WHAT THIS TASK INVOLVES: Reproduce word for word every line of the items below, from the line containing "Target: basketball player in white jersey" down to the line containing "331 357 L 308", with both of those lines included.

TASK DATA:
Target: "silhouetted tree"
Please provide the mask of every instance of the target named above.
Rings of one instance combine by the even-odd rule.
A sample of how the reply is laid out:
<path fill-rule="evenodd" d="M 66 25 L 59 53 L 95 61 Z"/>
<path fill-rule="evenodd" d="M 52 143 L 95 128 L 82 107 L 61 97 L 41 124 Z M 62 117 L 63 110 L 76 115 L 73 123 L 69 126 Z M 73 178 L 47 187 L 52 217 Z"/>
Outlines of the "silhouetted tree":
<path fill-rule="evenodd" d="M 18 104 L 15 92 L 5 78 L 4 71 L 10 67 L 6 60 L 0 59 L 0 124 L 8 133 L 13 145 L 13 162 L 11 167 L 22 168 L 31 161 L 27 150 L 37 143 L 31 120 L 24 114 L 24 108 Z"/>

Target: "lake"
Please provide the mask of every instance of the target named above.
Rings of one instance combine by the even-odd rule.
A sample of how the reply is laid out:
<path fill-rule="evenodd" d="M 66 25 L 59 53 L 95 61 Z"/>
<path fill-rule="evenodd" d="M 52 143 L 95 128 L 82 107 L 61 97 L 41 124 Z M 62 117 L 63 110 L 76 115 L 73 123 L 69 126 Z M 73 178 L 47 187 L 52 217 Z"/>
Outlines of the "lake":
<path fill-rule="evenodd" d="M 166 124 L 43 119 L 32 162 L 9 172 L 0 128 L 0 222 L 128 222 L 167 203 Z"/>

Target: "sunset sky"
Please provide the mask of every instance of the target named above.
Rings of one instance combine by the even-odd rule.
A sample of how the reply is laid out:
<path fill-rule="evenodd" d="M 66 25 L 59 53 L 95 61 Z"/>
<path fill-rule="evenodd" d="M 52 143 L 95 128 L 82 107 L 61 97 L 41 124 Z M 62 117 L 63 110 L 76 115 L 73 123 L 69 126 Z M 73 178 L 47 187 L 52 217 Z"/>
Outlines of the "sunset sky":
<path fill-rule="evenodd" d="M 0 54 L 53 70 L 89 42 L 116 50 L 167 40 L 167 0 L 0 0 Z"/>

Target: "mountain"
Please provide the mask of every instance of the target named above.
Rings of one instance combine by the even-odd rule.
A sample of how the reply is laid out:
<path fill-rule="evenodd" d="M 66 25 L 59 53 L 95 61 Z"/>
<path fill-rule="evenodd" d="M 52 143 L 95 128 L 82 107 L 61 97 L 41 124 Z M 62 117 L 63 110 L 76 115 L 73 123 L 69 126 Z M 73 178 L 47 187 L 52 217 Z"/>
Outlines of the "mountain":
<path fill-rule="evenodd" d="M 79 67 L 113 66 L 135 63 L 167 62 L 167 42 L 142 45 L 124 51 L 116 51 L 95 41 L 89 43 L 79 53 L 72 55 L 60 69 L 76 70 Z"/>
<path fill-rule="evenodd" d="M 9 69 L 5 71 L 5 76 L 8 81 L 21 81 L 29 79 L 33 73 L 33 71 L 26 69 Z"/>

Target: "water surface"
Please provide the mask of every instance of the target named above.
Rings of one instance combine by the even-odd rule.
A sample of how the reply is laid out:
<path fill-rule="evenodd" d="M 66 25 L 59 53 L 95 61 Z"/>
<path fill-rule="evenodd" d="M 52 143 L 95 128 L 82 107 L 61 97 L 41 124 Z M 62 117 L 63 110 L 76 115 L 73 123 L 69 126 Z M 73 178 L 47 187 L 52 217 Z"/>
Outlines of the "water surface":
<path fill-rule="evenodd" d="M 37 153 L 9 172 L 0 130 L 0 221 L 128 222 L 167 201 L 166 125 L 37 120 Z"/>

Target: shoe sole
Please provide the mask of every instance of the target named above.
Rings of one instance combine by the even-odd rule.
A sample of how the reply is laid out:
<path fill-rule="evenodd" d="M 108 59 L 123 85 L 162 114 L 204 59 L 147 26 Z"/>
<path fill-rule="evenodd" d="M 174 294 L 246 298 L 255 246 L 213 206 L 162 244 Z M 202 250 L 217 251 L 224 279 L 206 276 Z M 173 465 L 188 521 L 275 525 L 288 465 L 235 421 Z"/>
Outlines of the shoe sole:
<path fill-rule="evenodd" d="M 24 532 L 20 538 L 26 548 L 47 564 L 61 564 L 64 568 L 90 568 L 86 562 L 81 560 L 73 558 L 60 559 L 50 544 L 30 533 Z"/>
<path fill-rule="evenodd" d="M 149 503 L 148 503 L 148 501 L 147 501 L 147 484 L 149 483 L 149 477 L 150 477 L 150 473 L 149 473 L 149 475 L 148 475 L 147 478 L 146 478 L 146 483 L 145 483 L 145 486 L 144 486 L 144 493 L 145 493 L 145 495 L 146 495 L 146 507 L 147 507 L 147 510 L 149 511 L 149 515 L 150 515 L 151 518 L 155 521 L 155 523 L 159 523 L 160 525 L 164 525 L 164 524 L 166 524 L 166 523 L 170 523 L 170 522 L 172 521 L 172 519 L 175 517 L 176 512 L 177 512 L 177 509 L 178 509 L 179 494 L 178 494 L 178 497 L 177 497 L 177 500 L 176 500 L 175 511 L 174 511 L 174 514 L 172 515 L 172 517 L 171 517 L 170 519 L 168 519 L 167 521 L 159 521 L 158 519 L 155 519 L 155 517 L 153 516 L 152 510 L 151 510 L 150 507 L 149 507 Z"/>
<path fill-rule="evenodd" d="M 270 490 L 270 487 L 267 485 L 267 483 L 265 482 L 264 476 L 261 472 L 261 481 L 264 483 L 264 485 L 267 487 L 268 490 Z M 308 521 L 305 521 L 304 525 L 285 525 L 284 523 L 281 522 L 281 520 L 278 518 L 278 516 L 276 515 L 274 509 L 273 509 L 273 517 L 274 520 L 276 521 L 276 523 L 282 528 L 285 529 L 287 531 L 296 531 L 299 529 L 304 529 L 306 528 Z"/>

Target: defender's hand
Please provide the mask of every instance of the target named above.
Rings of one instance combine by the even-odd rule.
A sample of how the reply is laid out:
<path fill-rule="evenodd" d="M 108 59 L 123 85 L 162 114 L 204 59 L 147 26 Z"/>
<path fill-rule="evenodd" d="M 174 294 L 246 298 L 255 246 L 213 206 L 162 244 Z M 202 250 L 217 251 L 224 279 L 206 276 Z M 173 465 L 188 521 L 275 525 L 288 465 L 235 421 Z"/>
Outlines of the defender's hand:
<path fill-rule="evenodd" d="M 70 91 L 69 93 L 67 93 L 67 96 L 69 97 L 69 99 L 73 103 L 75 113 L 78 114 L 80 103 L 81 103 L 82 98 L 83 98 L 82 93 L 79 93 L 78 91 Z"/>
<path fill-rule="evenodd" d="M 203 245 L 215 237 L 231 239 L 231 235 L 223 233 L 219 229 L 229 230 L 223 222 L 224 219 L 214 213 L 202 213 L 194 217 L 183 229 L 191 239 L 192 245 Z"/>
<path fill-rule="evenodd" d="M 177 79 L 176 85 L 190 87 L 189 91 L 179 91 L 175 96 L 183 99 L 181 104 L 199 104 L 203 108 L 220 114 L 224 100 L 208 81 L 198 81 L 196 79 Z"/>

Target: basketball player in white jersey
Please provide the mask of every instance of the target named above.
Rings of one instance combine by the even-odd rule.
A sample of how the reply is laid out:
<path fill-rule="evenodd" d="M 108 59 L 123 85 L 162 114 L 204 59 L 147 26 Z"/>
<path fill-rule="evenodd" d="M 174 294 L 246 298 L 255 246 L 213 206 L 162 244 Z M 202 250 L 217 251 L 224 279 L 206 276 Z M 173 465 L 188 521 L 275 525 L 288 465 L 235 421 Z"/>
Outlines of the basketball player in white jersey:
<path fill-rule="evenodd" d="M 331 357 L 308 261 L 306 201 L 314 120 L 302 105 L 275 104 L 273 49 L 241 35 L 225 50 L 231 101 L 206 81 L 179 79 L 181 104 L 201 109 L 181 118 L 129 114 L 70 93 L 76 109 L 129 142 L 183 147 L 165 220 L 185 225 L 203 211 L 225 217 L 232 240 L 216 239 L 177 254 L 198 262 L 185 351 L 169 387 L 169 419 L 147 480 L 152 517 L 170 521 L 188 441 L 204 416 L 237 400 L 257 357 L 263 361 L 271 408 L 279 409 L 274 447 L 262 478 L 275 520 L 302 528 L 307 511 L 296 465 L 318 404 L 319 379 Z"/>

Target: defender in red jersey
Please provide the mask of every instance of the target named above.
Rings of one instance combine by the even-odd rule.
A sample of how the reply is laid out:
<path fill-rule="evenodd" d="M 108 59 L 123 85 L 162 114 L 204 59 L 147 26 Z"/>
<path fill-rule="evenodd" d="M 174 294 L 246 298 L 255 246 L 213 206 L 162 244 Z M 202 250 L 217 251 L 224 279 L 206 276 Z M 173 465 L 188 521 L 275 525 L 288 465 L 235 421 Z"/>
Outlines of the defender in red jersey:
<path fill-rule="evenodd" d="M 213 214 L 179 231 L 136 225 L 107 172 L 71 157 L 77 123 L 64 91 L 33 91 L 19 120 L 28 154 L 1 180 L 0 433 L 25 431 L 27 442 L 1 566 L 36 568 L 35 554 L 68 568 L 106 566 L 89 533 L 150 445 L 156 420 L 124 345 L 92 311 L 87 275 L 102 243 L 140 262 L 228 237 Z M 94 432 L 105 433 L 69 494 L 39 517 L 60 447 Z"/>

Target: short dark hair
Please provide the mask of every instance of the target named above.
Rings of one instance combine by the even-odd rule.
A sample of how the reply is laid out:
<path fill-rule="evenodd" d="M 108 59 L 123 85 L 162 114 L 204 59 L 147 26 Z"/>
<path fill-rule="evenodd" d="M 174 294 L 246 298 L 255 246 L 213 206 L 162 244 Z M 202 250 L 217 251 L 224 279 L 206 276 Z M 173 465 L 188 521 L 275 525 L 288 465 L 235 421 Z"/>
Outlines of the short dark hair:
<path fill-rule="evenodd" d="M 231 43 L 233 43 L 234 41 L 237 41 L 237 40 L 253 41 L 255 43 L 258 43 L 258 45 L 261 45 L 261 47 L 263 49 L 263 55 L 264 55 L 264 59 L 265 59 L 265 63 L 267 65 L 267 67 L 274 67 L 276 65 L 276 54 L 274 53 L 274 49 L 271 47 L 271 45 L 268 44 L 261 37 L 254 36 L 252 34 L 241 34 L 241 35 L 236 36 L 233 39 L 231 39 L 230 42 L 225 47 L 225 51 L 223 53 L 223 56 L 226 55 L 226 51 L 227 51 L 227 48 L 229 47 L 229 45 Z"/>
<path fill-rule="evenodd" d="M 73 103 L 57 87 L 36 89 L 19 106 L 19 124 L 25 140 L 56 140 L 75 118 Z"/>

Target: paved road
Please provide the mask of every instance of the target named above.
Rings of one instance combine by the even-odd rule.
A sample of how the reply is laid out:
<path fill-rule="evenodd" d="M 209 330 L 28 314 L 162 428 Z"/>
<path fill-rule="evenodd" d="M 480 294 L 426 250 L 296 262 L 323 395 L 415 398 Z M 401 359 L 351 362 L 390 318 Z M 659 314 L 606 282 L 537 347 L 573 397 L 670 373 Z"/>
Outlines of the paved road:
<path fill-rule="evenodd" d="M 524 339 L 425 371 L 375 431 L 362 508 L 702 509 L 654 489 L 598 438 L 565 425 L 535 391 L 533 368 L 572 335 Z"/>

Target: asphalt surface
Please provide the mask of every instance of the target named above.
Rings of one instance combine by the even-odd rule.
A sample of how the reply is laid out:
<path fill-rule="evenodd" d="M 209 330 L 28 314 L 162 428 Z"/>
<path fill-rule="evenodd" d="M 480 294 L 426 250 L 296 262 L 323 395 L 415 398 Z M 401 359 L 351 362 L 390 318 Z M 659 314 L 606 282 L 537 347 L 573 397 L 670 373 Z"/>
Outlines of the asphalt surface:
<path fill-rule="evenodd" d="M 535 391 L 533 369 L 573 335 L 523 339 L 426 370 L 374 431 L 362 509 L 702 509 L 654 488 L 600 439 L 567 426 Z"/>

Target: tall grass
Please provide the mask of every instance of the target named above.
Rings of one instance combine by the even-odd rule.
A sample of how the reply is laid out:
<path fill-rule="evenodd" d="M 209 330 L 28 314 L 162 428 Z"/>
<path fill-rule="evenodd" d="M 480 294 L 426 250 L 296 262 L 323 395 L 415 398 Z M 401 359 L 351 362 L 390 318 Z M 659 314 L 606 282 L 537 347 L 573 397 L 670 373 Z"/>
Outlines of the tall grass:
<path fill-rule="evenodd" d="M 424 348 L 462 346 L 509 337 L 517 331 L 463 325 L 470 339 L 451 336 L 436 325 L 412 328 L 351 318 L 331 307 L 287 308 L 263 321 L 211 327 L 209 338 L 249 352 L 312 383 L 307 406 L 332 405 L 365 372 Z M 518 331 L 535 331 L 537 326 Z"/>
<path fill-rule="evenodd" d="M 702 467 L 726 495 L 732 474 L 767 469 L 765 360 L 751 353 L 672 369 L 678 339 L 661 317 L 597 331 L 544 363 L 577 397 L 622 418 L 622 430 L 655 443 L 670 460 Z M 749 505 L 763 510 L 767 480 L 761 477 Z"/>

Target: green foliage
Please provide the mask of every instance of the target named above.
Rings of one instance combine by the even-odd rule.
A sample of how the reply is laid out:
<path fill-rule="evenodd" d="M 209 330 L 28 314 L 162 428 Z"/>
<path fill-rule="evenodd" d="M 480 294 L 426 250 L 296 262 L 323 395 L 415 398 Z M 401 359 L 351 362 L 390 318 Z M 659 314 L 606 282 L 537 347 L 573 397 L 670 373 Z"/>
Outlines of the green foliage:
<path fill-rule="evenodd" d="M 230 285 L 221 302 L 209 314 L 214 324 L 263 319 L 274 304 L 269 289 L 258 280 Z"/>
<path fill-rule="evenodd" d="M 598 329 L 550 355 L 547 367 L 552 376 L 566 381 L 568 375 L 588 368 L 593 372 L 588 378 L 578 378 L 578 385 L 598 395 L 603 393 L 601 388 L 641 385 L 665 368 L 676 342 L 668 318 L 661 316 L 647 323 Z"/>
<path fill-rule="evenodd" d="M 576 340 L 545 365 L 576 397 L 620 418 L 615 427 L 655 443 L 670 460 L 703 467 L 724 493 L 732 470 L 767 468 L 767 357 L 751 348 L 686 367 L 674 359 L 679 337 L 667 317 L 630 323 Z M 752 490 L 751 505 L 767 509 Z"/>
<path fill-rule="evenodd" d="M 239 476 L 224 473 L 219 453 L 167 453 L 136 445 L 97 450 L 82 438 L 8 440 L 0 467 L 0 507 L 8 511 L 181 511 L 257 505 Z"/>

CORRECT OUTPUT:
Target: basketball player in white jersey
Please provide the mask of every instance of the target named above.
Rings of one instance combine by the even-odd rule.
A sample of how the reply is laid out:
<path fill-rule="evenodd" d="M 108 59 L 123 85 L 162 114 L 204 59 L 147 26 Z"/>
<path fill-rule="evenodd" d="M 174 294 L 246 298 L 255 246 L 213 206 L 162 244 Z M 202 250 L 217 251 L 224 279 L 206 276 Z M 173 465 L 188 521 L 275 525 L 288 465 L 235 421 Z"/>
Outlines of the basketball player in white jersey:
<path fill-rule="evenodd" d="M 331 357 L 308 261 L 306 201 L 314 120 L 302 105 L 275 104 L 273 49 L 241 35 L 225 50 L 231 101 L 206 81 L 179 79 L 181 104 L 201 109 L 181 118 L 129 114 L 70 93 L 76 109 L 129 142 L 183 147 L 165 220 L 185 225 L 203 211 L 225 217 L 232 240 L 216 239 L 177 254 L 198 262 L 185 351 L 169 387 L 169 419 L 147 480 L 152 517 L 170 521 L 188 441 L 204 416 L 237 400 L 257 357 L 263 361 L 271 408 L 279 409 L 274 447 L 262 478 L 275 520 L 302 528 L 307 511 L 296 465 L 318 404 L 319 379 Z"/>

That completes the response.